___ Given passage

High level components (described in detail in following section)

• Note: the stores represented in the following diagram are not necessarily meant to be different logical stores/DBs, they could be but not necessarily
  
  

Component details

• Claim Intake & Document Storage

  • Claims API
    • Receives new claim submissions with:
      • Pet/pet parent + policy identifiers.
      • Uploaded invoice(s), vet report, optional medical history.
    • Performs basic validation and enqueues processing (e.g. via a queue).

• Document storage

  • Store raw documents (images/PDFs) in secure object storage.
  • Metadata in DB: claim_id, doc_type, upload_time, file_path, etc.

• Document Understanding Layer (Sub-pipeline)

  - Note: All outputs from sub-pipeline components go into a Structured Claim Data Store (relational DB with JSON columns or a document DB).
  

  • OCR / text extraction
    • Use robust OCR for images/PDFs.
    • Normalise text (language, layout, dates).
  • Invoice parser
    • Could be:
      • Template-agnostic ML/LLM-based parser, or
      • Hybrid: regex + ML to detect line items.

______

Answer these questions on the passage about claim processing components:
1. Besides receiving submissions, what two actions does the Claims API perform?
2. Where are raw documents such as images and PDFs stored?
3. Into what store do all outputs from the sub-pipeline components go?
Rely solely on the passage above.

___ Extracted records

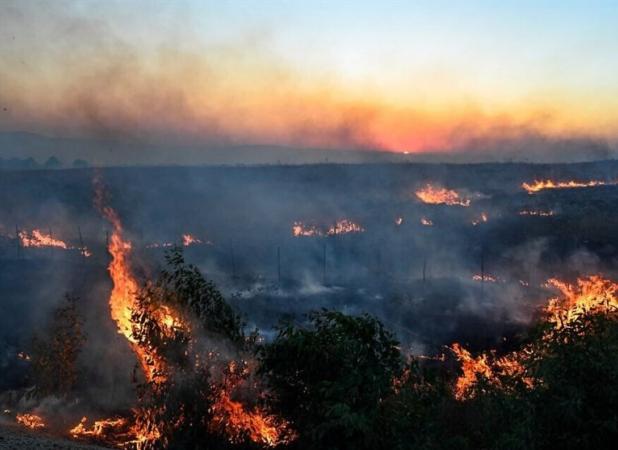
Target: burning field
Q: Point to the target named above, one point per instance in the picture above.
(439, 317)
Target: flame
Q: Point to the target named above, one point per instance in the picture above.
(540, 185)
(229, 415)
(188, 240)
(426, 222)
(31, 421)
(299, 229)
(160, 245)
(123, 301)
(482, 219)
(237, 422)
(536, 213)
(344, 226)
(589, 294)
(485, 277)
(441, 196)
(487, 366)
(37, 238)
(100, 428)
(471, 369)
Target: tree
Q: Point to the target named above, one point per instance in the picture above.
(330, 378)
(55, 352)
(177, 407)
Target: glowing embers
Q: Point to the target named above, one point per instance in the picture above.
(487, 367)
(593, 294)
(186, 240)
(483, 218)
(441, 196)
(540, 185)
(343, 226)
(485, 277)
(32, 421)
(538, 213)
(426, 222)
(239, 422)
(39, 239)
(113, 431)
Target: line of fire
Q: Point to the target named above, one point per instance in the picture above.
(312, 309)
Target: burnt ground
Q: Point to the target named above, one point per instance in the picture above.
(14, 437)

______

#### Exercise answer
1. It performs basic validation and enqueues processing.
2. In secure object storage.
3. A Structured Claim Data Store (a relational DB with JSON columns or a document DB).